§ THE TASK: The answer is to be the data below, written out in full and exactly.

Point-per-instance localization data:
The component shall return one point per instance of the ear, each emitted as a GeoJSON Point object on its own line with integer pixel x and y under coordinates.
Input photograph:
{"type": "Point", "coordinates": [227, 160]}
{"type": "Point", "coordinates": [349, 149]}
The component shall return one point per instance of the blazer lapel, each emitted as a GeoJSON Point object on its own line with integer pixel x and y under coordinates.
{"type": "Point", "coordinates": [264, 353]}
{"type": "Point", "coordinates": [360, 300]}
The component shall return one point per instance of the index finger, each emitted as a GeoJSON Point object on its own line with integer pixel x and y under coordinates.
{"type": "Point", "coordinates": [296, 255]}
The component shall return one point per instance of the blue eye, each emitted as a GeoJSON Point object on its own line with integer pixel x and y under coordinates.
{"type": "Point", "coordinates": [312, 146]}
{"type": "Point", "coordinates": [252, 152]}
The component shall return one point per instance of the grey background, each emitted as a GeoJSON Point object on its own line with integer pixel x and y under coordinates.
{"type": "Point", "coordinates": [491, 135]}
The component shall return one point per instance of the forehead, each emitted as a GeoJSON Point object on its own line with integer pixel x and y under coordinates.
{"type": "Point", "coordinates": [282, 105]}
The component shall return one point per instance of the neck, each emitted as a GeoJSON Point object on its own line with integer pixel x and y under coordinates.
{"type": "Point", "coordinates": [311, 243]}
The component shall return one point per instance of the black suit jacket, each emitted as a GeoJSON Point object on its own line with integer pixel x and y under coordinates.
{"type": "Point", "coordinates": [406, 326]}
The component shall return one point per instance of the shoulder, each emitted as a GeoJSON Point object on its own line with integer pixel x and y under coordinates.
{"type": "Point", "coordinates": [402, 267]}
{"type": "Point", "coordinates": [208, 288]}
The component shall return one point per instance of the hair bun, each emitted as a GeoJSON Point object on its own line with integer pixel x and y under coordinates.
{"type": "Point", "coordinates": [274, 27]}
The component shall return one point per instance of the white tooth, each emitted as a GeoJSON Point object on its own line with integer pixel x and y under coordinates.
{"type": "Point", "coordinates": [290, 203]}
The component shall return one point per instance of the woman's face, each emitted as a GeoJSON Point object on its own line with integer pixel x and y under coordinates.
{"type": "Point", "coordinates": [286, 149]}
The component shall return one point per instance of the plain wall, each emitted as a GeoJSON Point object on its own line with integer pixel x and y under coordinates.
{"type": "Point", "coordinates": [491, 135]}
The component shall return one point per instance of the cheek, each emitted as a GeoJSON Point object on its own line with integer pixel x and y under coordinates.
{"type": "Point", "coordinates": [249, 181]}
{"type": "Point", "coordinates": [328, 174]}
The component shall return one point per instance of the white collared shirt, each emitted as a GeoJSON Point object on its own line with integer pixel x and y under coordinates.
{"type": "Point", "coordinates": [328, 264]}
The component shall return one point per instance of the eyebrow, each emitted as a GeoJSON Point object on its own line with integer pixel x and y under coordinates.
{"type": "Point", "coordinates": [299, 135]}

§ EXERCISE ANSWER:
The component shall return one point per instance of the ear, each emitted as a GeoJSON Point object on its own line with integer pixel x and y under coordinates.
Input photograph:
{"type": "Point", "coordinates": [227, 160]}
{"type": "Point", "coordinates": [349, 149]}
The component shall return one point per instance of the blazer lapel, each emitted as a GeoJSON Point object on its own line with integer pixel x and y under coordinates.
{"type": "Point", "coordinates": [264, 353]}
{"type": "Point", "coordinates": [360, 300]}
The component shall return one point per instance of the index finger, each emitted as a GeoJSON Point object on its own line with integer pixel x and y under coordinates.
{"type": "Point", "coordinates": [296, 255]}
The component shall return one point per instance of the blue eye, each emitted as a GeoJSON Point object on its own line with integer pixel x and y under coordinates.
{"type": "Point", "coordinates": [312, 146]}
{"type": "Point", "coordinates": [252, 152]}
The component shall return one point per instance of the grey background, each emitted as a GeoJSON Point object on its own line with integer pixel x and y under coordinates.
{"type": "Point", "coordinates": [491, 135]}
The component shall return one point per instance of the forehead, each emitted as a GeoJSON Point object on its own line with integer pixel x and y under coordinates.
{"type": "Point", "coordinates": [282, 105]}
The component shall return one point per instance of the neck, each emitted as a GeoJSON Point object on its own line with integer pixel x and y under coordinates.
{"type": "Point", "coordinates": [311, 243]}
The component shall return one point per instance of the black suit jacket, each emitted as a GeoJSON Point object on its own line with integer pixel x and y under coordinates.
{"type": "Point", "coordinates": [406, 326]}
The component shall return one point per instance of the shoulder, each emitted as a GeoJSON Point object on its own line with integer pixel x and y under coordinates.
{"type": "Point", "coordinates": [402, 267]}
{"type": "Point", "coordinates": [208, 288]}
The component shall return one point per instance of the hair bun, each emitted as a GeoJSON Point object on its own line with integer pixel x and y under coordinates.
{"type": "Point", "coordinates": [274, 27]}
The component shall return one point per instance of the white tooth, each emitted as a GeoJSON Point object on its own line with integer pixel x and y under coordinates.
{"type": "Point", "coordinates": [290, 203]}
The component shall return one point per instance of the woman's face, each emitted as a GeoJSON Point object on its own line with integer pixel x and y under coordinates.
{"type": "Point", "coordinates": [286, 149]}
The component shall return one point per instance of the plain wall, each emitted as a GeoJSON Point object on its own line with integer pixel x and y under coordinates.
{"type": "Point", "coordinates": [491, 135]}
The component shall return one point per instance of the cheek, each emitted as a GeoJSON Point object on its own line with integer pixel x and y under coordinates.
{"type": "Point", "coordinates": [249, 181]}
{"type": "Point", "coordinates": [328, 174]}
The component shall return one point per instance of the white collared shirt, each emitted as a GeoJSON Point object on its own line with integer pixel x and y under coordinates.
{"type": "Point", "coordinates": [328, 264]}
The component shall return one point per instance of the eyebrow, each emitted as a GeoJSON Point object on its own line with integer pixel x and y under coordinates.
{"type": "Point", "coordinates": [299, 135]}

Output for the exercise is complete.